# Provided records
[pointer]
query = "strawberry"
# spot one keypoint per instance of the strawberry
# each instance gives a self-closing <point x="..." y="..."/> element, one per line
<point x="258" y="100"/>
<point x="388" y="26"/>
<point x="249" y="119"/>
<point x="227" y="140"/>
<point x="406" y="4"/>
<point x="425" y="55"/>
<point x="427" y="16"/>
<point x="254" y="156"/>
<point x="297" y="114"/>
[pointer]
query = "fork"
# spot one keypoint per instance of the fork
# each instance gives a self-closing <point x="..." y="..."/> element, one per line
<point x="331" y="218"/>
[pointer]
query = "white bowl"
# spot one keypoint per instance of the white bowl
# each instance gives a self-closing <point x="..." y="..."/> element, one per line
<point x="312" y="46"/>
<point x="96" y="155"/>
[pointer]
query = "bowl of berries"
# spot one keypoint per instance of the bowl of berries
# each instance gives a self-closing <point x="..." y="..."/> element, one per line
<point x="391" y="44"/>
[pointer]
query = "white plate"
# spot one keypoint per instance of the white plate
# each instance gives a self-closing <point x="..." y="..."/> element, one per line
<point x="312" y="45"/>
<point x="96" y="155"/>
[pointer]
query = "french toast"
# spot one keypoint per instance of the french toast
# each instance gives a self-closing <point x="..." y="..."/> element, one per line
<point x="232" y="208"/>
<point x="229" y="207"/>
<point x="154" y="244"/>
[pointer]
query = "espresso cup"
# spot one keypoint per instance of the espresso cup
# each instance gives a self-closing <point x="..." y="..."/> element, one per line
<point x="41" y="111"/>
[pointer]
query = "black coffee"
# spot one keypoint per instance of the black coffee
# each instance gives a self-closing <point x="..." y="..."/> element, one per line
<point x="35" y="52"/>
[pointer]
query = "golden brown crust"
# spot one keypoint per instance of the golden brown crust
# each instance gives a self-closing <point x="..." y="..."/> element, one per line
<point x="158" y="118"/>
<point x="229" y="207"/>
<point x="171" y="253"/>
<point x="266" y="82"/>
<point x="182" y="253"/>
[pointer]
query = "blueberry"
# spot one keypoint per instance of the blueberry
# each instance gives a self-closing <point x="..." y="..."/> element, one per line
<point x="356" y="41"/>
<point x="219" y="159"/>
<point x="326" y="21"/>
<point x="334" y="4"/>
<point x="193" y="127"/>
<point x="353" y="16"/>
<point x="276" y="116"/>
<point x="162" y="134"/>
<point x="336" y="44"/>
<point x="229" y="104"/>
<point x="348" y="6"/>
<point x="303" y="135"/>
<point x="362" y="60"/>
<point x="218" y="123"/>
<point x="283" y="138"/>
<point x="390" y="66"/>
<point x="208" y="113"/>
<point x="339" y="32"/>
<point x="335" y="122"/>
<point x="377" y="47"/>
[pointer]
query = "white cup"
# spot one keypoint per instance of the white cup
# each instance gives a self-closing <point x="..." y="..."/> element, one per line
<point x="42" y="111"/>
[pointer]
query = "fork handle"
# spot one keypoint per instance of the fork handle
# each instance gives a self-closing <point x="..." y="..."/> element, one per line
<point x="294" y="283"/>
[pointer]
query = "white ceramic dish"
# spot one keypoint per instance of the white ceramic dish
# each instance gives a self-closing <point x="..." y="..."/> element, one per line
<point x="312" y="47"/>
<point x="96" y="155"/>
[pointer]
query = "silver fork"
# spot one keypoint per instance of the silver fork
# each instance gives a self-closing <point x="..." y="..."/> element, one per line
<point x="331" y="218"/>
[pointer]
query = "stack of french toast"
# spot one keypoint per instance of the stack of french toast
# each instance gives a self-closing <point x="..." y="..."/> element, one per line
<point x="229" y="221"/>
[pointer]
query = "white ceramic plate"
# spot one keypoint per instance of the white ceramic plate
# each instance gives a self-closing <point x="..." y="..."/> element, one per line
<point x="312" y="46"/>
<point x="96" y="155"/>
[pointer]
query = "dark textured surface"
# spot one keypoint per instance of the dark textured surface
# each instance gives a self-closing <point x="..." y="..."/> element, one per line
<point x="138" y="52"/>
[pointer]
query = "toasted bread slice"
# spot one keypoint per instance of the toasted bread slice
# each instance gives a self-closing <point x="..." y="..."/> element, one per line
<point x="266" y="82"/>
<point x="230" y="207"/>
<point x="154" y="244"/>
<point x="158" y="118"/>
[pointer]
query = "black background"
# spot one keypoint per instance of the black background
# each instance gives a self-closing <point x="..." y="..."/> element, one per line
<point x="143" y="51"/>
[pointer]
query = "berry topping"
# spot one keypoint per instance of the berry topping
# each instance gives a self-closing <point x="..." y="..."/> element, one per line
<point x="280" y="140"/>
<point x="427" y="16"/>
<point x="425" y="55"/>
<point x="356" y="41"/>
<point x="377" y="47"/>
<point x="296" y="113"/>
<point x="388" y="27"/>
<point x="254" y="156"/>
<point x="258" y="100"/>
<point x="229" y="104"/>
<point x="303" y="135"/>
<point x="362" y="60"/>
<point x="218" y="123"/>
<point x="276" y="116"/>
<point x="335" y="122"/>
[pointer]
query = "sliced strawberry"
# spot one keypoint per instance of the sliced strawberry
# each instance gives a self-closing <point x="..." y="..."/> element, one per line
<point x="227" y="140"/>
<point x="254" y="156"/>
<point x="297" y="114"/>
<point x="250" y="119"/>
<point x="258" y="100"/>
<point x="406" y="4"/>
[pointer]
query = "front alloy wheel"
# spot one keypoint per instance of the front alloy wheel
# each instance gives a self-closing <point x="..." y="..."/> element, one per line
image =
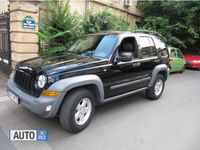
<point x="77" y="110"/>
<point x="155" y="91"/>
<point x="83" y="111"/>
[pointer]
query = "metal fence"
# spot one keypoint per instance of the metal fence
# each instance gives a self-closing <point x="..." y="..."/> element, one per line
<point x="5" y="52"/>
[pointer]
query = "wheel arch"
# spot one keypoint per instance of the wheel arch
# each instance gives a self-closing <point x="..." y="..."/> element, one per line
<point x="160" y="69"/>
<point x="90" y="82"/>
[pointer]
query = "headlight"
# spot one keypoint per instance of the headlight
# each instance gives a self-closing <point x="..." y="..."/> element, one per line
<point x="42" y="79"/>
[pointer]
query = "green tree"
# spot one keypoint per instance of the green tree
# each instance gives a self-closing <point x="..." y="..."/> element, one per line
<point x="59" y="29"/>
<point x="177" y="21"/>
<point x="96" y="22"/>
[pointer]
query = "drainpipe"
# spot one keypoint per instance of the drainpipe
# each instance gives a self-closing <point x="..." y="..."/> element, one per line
<point x="86" y="5"/>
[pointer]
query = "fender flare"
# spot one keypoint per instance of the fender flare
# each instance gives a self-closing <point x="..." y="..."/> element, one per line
<point x="65" y="85"/>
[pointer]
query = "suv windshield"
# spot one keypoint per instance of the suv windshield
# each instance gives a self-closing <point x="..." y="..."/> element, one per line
<point x="100" y="46"/>
<point x="194" y="53"/>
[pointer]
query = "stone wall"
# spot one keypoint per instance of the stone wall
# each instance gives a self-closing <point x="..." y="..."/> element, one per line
<point x="24" y="39"/>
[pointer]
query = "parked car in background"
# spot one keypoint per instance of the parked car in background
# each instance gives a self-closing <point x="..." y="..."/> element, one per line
<point x="177" y="61"/>
<point x="192" y="59"/>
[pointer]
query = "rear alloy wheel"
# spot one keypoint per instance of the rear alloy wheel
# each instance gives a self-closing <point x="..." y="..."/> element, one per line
<point x="77" y="110"/>
<point x="157" y="88"/>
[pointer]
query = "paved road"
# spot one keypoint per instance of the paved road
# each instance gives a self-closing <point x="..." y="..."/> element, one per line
<point x="133" y="123"/>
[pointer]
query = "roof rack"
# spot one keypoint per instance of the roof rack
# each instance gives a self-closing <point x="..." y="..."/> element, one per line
<point x="147" y="31"/>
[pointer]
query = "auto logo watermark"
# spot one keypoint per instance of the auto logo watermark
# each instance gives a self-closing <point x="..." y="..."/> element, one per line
<point x="28" y="135"/>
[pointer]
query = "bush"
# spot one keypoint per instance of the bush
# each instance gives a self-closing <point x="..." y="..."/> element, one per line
<point x="59" y="29"/>
<point x="96" y="22"/>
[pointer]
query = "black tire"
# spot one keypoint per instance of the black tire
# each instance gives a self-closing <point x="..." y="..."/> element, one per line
<point x="69" y="109"/>
<point x="150" y="92"/>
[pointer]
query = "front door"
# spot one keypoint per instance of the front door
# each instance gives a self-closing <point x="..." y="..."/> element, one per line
<point x="131" y="75"/>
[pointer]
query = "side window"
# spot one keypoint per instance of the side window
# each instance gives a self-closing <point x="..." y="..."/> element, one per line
<point x="173" y="53"/>
<point x="147" y="48"/>
<point x="179" y="54"/>
<point x="161" y="46"/>
<point x="128" y="45"/>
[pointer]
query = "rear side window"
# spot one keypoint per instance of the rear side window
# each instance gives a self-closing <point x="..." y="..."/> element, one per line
<point x="147" y="47"/>
<point x="161" y="46"/>
<point x="173" y="53"/>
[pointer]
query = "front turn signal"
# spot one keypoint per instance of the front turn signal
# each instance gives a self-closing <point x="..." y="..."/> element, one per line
<point x="50" y="93"/>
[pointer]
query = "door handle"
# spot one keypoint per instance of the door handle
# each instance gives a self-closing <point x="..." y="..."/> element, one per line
<point x="136" y="64"/>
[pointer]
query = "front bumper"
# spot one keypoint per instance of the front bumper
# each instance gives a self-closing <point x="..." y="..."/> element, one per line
<point x="193" y="65"/>
<point x="36" y="105"/>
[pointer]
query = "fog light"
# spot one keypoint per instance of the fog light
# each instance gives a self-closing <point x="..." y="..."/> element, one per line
<point x="48" y="108"/>
<point x="50" y="93"/>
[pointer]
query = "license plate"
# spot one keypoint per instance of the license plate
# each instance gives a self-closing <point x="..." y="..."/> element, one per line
<point x="13" y="97"/>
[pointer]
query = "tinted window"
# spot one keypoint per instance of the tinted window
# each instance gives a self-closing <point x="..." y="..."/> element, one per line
<point x="100" y="46"/>
<point x="147" y="47"/>
<point x="161" y="46"/>
<point x="173" y="53"/>
<point x="179" y="54"/>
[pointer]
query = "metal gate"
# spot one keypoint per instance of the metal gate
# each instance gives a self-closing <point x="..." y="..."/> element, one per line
<point x="5" y="52"/>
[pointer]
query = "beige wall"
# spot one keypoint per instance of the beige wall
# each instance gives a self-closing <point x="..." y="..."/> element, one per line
<point x="3" y="5"/>
<point x="131" y="14"/>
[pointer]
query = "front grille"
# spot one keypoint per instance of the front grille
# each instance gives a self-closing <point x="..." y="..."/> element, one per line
<point x="25" y="82"/>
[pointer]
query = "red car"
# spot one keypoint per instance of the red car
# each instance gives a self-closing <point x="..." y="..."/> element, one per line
<point x="192" y="59"/>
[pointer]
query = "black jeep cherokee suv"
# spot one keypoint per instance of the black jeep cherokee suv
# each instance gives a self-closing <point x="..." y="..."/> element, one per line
<point x="97" y="69"/>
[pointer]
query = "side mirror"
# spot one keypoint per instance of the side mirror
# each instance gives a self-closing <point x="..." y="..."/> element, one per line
<point x="125" y="56"/>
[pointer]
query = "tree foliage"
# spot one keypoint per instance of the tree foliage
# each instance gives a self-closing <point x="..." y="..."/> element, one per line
<point x="59" y="28"/>
<point x="177" y="21"/>
<point x="95" y="22"/>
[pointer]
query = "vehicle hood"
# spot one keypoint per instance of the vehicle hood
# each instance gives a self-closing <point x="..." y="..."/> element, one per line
<point x="60" y="64"/>
<point x="191" y="57"/>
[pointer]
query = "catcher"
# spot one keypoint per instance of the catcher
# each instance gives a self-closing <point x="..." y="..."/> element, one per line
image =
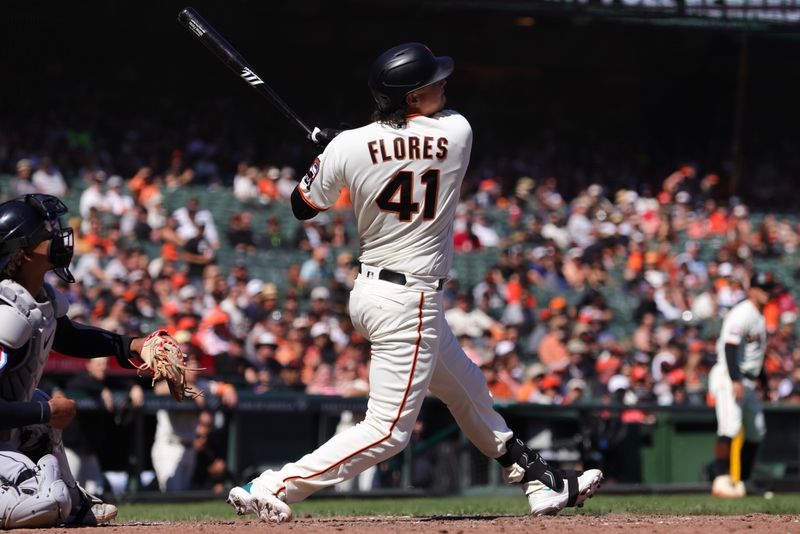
<point x="38" y="488"/>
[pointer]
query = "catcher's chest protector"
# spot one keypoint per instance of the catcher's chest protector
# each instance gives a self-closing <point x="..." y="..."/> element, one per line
<point x="19" y="378"/>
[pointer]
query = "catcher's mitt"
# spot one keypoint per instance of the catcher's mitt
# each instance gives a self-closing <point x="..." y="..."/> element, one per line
<point x="162" y="355"/>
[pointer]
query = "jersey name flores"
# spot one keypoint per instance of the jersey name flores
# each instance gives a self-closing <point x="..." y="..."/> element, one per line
<point x="404" y="185"/>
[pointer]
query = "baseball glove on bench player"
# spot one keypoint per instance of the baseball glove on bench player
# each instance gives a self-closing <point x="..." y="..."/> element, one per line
<point x="162" y="355"/>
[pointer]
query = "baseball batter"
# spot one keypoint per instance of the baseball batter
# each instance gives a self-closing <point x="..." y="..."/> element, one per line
<point x="732" y="382"/>
<point x="404" y="174"/>
<point x="38" y="488"/>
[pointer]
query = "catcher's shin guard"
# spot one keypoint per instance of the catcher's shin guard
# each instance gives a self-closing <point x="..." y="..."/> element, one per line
<point x="548" y="490"/>
<point x="40" y="500"/>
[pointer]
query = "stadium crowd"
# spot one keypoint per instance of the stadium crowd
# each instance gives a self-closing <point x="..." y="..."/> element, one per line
<point x="610" y="296"/>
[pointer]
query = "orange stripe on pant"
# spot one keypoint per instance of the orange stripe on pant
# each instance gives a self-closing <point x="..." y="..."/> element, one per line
<point x="396" y="419"/>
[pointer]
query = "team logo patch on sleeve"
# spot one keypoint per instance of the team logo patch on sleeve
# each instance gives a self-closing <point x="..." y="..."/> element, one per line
<point x="308" y="179"/>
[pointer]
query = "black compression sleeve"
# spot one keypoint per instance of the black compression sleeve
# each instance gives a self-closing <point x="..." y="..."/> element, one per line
<point x="733" y="363"/>
<point x="84" y="341"/>
<point x="300" y="207"/>
<point x="18" y="414"/>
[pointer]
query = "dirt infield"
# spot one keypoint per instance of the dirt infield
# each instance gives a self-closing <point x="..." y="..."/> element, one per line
<point x="761" y="523"/>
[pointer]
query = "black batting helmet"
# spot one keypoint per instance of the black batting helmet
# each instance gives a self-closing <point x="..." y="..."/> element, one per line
<point x="763" y="280"/>
<point x="27" y="221"/>
<point x="402" y="69"/>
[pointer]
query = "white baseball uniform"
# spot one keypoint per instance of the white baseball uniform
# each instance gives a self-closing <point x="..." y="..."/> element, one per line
<point x="744" y="326"/>
<point x="404" y="185"/>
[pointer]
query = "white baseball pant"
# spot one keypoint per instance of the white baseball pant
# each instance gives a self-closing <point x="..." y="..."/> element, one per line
<point x="413" y="349"/>
<point x="733" y="415"/>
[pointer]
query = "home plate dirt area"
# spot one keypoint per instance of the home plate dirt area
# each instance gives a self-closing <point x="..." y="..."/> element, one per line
<point x="654" y="524"/>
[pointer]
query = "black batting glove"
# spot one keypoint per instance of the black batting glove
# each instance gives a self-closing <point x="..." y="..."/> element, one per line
<point x="323" y="136"/>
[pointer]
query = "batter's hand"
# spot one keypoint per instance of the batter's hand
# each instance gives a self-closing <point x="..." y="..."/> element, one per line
<point x="323" y="136"/>
<point x="62" y="412"/>
<point x="738" y="390"/>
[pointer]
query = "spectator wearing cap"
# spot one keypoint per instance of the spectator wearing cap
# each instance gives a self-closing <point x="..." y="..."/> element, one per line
<point x="244" y="183"/>
<point x="266" y="345"/>
<point x="48" y="180"/>
<point x="498" y="388"/>
<point x="290" y="377"/>
<point x="272" y="238"/>
<point x="93" y="197"/>
<point x="550" y="390"/>
<point x="197" y="253"/>
<point x="580" y="363"/>
<point x="214" y="333"/>
<point x="240" y="232"/>
<point x="352" y="378"/>
<point x="323" y="381"/>
<point x="232" y="366"/>
<point x="309" y="236"/>
<point x="286" y="183"/>
<point x="509" y="367"/>
<point x="266" y="302"/>
<point x="316" y="270"/>
<point x="190" y="302"/>
<point x="553" y="349"/>
<point x="321" y="349"/>
<point x="339" y="236"/>
<point x="194" y="221"/>
<point x="266" y="182"/>
<point x="21" y="182"/>
<point x="320" y="303"/>
<point x="530" y="387"/>
<point x="576" y="390"/>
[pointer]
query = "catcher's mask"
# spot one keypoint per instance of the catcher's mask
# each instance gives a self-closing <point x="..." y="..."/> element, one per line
<point x="27" y="221"/>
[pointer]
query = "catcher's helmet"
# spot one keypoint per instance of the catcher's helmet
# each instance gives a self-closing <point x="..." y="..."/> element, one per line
<point x="27" y="221"/>
<point x="763" y="280"/>
<point x="402" y="69"/>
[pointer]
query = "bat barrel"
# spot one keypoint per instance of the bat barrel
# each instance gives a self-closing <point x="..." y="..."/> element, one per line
<point x="226" y="53"/>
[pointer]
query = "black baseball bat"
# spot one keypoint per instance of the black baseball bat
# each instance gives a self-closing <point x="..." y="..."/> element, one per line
<point x="226" y="53"/>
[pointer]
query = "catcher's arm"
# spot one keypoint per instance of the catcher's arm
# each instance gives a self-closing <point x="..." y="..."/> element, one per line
<point x="84" y="341"/>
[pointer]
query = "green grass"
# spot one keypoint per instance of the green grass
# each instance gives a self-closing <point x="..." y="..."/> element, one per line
<point x="490" y="505"/>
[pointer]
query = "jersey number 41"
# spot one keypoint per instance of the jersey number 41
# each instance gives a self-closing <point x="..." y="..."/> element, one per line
<point x="398" y="195"/>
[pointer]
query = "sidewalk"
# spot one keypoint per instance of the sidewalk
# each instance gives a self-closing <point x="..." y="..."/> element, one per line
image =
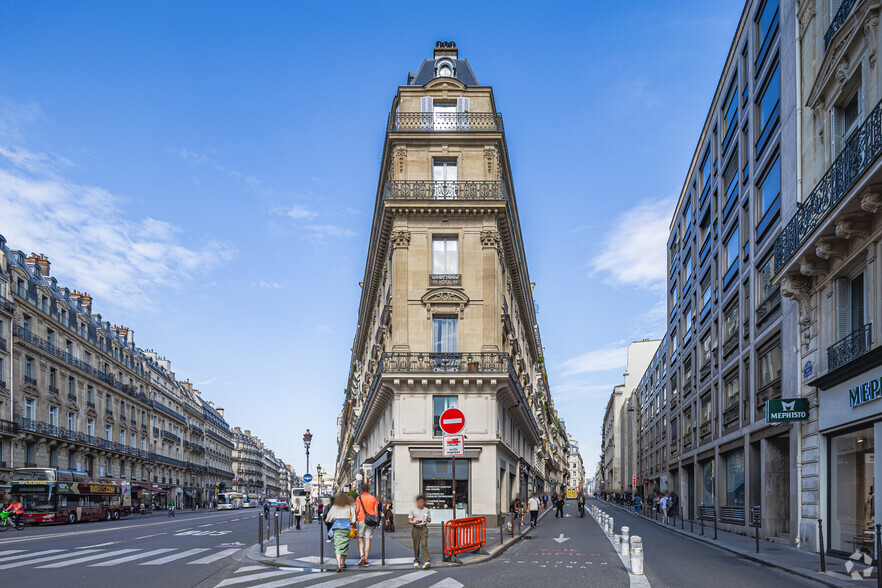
<point x="301" y="549"/>
<point x="801" y="563"/>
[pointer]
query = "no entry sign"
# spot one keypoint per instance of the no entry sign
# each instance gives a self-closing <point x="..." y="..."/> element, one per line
<point x="452" y="421"/>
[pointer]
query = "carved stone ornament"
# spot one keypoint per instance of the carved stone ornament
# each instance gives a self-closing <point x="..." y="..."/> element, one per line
<point x="830" y="249"/>
<point x="445" y="300"/>
<point x="400" y="239"/>
<point x="850" y="227"/>
<point x="490" y="238"/>
<point x="813" y="268"/>
<point x="872" y="202"/>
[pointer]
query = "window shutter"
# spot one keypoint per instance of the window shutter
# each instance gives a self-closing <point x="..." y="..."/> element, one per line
<point x="836" y="133"/>
<point x="841" y="308"/>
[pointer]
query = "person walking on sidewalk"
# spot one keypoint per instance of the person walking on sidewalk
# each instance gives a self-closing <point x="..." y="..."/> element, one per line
<point x="342" y="518"/>
<point x="533" y="504"/>
<point x="419" y="517"/>
<point x="368" y="519"/>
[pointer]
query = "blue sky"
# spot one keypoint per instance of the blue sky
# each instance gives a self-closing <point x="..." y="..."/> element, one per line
<point x="207" y="171"/>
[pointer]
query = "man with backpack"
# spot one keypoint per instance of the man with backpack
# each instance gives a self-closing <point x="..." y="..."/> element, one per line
<point x="367" y="515"/>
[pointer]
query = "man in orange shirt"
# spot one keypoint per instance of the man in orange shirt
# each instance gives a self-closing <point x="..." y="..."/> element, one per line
<point x="367" y="515"/>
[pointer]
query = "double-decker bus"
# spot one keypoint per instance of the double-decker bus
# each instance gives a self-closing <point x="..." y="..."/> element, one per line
<point x="229" y="500"/>
<point x="50" y="495"/>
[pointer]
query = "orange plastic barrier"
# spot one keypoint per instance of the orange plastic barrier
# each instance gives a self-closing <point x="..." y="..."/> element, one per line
<point x="463" y="535"/>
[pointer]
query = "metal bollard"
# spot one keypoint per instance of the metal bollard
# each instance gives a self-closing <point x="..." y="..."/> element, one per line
<point x="637" y="555"/>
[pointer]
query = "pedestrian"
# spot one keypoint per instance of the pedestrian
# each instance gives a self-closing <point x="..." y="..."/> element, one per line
<point x="342" y="518"/>
<point x="533" y="505"/>
<point x="368" y="519"/>
<point x="419" y="517"/>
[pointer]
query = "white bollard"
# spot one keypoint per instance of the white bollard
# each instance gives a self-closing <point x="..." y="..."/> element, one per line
<point x="637" y="556"/>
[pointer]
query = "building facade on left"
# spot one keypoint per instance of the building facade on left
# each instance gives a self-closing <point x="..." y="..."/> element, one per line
<point x="77" y="393"/>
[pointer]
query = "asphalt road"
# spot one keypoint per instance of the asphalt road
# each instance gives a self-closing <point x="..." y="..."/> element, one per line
<point x="207" y="549"/>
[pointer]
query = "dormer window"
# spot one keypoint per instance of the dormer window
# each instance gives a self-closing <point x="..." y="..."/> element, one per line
<point x="444" y="68"/>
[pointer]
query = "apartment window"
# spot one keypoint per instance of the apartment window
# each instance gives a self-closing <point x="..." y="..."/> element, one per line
<point x="731" y="391"/>
<point x="769" y="198"/>
<point x="849" y="305"/>
<point x="767" y="110"/>
<point x="846" y="119"/>
<point x="444" y="335"/>
<point x="769" y="359"/>
<point x="766" y="27"/>
<point x="445" y="255"/>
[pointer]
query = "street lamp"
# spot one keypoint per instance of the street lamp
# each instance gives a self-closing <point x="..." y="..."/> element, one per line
<point x="307" y="440"/>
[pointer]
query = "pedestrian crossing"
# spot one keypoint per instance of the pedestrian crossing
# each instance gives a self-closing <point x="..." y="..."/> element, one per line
<point x="256" y="576"/>
<point x="103" y="558"/>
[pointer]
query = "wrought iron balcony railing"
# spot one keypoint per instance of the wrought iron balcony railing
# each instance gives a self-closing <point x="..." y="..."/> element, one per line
<point x="445" y="362"/>
<point x="445" y="280"/>
<point x="838" y="20"/>
<point x="456" y="122"/>
<point x="443" y="190"/>
<point x="850" y="347"/>
<point x="856" y="157"/>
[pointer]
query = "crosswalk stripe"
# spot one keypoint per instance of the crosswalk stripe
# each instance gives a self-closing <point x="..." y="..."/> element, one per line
<point x="214" y="556"/>
<point x="77" y="559"/>
<point x="30" y="560"/>
<point x="173" y="557"/>
<point x="115" y="562"/>
<point x="447" y="583"/>
<point x="404" y="580"/>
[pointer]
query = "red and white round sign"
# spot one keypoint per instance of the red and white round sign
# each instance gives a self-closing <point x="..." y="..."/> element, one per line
<point x="452" y="421"/>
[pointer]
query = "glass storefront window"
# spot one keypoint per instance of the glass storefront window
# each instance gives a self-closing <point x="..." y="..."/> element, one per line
<point x="851" y="492"/>
<point x="438" y="488"/>
<point x="735" y="478"/>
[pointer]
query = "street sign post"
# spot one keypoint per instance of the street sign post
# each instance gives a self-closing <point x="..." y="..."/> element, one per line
<point x="452" y="421"/>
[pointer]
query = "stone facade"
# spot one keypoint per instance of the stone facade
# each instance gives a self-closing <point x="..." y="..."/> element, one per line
<point x="446" y="315"/>
<point x="77" y="393"/>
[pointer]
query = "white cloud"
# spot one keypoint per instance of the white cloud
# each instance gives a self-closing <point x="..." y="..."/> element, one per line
<point x="635" y="247"/>
<point x="599" y="360"/>
<point x="87" y="234"/>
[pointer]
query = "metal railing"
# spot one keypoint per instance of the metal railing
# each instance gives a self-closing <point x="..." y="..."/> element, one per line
<point x="850" y="347"/>
<point x="838" y="20"/>
<point x="444" y="190"/>
<point x="458" y="122"/>
<point x="856" y="156"/>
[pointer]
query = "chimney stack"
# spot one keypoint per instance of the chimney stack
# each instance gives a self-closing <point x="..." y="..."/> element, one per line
<point x="41" y="261"/>
<point x="446" y="49"/>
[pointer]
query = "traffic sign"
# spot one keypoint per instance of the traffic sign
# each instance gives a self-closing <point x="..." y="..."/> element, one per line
<point x="453" y="445"/>
<point x="452" y="421"/>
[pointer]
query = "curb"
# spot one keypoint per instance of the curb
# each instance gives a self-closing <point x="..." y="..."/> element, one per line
<point x="820" y="577"/>
<point x="256" y="555"/>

# The problem
From the entries above, print the lines beginning at the one with "# spot one keypoint per instance of the front door" and stopping after the one with "# spot one keypoint per instance of the side window", exactly as written and with nothing else.

# Output for this exercise
# spot one keypoint per instance of the front door
# each instance gives a self-closing <point x="..." y="..."/> element, one per line
<point x="131" y="75"/>
[pointer]
query = "side window"
# spot one keypoint per instance of the side window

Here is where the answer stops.